_REQUIRED ACTION_
Starting with the line that contains "Target: white ship superstructure" and stopping after the line that contains "Target: blue firework streak", return each line below exactly as written, with no others.

_THE INPUT_
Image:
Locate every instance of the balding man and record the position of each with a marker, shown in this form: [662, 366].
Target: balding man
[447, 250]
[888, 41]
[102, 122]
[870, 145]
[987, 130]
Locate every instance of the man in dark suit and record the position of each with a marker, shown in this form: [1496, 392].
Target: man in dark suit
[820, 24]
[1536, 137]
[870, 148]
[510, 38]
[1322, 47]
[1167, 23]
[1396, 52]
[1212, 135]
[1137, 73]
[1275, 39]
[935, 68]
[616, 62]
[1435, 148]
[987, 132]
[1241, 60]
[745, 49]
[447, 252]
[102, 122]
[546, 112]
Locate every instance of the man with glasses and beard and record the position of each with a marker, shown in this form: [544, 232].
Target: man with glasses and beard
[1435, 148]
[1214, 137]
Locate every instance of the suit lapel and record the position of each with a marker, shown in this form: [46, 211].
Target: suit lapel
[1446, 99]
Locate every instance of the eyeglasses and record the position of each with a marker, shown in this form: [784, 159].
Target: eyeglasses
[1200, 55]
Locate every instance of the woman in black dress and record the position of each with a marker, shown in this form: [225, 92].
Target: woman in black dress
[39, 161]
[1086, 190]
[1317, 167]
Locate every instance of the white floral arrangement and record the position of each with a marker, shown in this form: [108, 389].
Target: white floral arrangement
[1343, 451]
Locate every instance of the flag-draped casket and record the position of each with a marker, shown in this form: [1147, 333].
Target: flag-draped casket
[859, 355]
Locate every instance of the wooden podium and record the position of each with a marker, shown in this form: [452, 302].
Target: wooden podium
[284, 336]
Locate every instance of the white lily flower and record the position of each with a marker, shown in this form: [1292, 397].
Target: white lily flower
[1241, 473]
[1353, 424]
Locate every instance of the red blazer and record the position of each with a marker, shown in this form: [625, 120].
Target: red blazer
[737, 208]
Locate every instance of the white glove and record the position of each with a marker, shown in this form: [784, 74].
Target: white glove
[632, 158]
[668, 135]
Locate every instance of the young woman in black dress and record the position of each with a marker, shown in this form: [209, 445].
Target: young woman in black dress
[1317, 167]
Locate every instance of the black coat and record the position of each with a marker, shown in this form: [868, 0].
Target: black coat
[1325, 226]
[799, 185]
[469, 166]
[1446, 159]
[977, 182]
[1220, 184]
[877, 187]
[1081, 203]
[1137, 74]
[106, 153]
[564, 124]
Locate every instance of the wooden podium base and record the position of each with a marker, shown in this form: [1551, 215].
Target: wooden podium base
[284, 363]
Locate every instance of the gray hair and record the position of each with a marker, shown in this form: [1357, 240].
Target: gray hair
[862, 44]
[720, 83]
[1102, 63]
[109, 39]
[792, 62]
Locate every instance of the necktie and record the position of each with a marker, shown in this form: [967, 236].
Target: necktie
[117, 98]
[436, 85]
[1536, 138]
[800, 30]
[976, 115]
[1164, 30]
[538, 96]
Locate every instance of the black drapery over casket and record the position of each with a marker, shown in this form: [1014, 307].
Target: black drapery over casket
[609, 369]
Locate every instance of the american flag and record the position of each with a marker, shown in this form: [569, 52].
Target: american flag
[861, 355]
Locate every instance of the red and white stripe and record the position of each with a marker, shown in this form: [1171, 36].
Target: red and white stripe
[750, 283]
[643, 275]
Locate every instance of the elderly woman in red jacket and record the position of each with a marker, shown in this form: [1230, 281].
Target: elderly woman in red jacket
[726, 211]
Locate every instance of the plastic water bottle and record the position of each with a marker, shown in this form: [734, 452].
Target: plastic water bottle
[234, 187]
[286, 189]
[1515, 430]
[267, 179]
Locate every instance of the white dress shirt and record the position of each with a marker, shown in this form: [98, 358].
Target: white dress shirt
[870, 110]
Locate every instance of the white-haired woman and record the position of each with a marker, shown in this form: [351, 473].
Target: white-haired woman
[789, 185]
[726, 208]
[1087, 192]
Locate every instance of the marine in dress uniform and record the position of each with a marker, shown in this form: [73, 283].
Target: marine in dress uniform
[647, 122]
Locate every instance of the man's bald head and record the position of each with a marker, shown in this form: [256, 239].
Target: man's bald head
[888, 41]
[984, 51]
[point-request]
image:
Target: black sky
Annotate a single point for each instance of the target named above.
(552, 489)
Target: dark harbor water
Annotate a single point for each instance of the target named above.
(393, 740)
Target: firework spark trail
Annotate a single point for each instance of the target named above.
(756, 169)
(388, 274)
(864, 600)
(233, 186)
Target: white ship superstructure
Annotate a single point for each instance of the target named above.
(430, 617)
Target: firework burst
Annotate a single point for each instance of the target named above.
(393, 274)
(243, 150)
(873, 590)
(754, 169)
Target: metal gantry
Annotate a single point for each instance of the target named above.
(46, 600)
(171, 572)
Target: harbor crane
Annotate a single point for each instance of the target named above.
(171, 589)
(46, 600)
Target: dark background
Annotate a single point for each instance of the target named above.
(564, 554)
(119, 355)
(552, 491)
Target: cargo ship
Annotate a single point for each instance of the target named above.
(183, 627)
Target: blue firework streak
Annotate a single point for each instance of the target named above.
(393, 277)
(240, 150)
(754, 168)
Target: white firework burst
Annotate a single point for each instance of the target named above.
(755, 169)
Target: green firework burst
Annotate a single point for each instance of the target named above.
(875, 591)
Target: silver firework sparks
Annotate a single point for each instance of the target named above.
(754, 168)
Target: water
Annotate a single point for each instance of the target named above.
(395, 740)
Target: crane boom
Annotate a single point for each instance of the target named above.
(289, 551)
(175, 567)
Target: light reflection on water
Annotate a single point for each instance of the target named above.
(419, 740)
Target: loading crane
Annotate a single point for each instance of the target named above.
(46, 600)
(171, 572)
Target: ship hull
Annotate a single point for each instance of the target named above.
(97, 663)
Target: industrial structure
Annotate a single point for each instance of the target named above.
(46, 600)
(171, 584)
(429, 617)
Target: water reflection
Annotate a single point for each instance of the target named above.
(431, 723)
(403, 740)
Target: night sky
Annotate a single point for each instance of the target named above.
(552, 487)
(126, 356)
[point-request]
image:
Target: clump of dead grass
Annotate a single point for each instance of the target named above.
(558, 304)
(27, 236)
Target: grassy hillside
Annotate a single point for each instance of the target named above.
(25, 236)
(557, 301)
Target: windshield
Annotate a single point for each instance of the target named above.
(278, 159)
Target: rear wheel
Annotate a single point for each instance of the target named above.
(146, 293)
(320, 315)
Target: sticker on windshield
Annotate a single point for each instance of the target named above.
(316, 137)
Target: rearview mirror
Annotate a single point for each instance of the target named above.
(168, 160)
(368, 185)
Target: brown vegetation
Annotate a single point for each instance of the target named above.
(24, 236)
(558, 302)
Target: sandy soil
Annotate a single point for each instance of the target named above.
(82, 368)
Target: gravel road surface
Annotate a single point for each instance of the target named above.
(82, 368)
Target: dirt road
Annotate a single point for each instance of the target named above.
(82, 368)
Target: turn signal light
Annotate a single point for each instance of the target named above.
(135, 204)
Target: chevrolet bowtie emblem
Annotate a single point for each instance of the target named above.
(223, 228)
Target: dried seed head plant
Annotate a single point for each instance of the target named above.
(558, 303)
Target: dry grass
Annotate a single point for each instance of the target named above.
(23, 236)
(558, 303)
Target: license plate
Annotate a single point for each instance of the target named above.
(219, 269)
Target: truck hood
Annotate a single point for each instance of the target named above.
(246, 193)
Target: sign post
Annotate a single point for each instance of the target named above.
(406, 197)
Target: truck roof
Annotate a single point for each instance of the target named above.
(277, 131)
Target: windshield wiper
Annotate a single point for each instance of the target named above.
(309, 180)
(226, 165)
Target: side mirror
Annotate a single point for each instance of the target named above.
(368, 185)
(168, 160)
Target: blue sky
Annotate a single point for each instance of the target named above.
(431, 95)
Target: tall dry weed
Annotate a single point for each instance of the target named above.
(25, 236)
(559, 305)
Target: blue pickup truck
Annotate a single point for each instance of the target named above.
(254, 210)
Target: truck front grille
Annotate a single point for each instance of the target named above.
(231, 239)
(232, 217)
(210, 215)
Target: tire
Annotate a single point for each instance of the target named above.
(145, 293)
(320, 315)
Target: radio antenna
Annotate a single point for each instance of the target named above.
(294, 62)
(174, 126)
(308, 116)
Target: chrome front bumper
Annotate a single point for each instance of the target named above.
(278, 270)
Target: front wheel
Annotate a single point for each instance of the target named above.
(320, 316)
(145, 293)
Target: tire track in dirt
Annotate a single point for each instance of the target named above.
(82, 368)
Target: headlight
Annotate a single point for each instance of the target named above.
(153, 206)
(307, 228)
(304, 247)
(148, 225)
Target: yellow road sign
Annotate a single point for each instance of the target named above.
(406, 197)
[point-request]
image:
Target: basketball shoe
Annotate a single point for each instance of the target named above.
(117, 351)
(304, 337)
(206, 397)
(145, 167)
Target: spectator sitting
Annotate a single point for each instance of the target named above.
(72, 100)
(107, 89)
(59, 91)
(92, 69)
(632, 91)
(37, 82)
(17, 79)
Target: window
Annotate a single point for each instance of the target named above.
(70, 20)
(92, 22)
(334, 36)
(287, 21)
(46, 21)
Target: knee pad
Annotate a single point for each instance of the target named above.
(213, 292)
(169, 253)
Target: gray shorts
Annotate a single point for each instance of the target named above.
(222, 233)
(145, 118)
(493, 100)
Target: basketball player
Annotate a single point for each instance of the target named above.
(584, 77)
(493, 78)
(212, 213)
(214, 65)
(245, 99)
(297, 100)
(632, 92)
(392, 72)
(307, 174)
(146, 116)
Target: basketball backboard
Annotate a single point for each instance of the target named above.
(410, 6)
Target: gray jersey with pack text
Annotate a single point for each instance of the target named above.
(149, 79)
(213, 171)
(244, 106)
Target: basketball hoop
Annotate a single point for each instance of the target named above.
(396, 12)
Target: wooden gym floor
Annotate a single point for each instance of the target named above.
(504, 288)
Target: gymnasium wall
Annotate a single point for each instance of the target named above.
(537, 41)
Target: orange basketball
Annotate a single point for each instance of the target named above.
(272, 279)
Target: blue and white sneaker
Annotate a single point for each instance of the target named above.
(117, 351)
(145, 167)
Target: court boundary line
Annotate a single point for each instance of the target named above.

_RESPONSE FOR THIS EXERCISE_
Target: white ship superstructure
Annotate a single point for each instance of the target named above.
(430, 617)
Target: firework burst
Annotate a single point for each instance of the target named above.
(393, 274)
(243, 150)
(873, 590)
(754, 169)
Target: metal gantry
Annotate a single point for each instance of the target named above.
(46, 600)
(171, 572)
Target: harbor crane
Annotate a single point for each instance of the target named above.
(171, 589)
(46, 600)
Target: dark background
Annotate a single point for each instance of the target named above.
(564, 554)
(119, 355)
(552, 491)
Target: cargo ship
Annotate a single point for each instance of the target named above.
(183, 627)
Target: blue firework streak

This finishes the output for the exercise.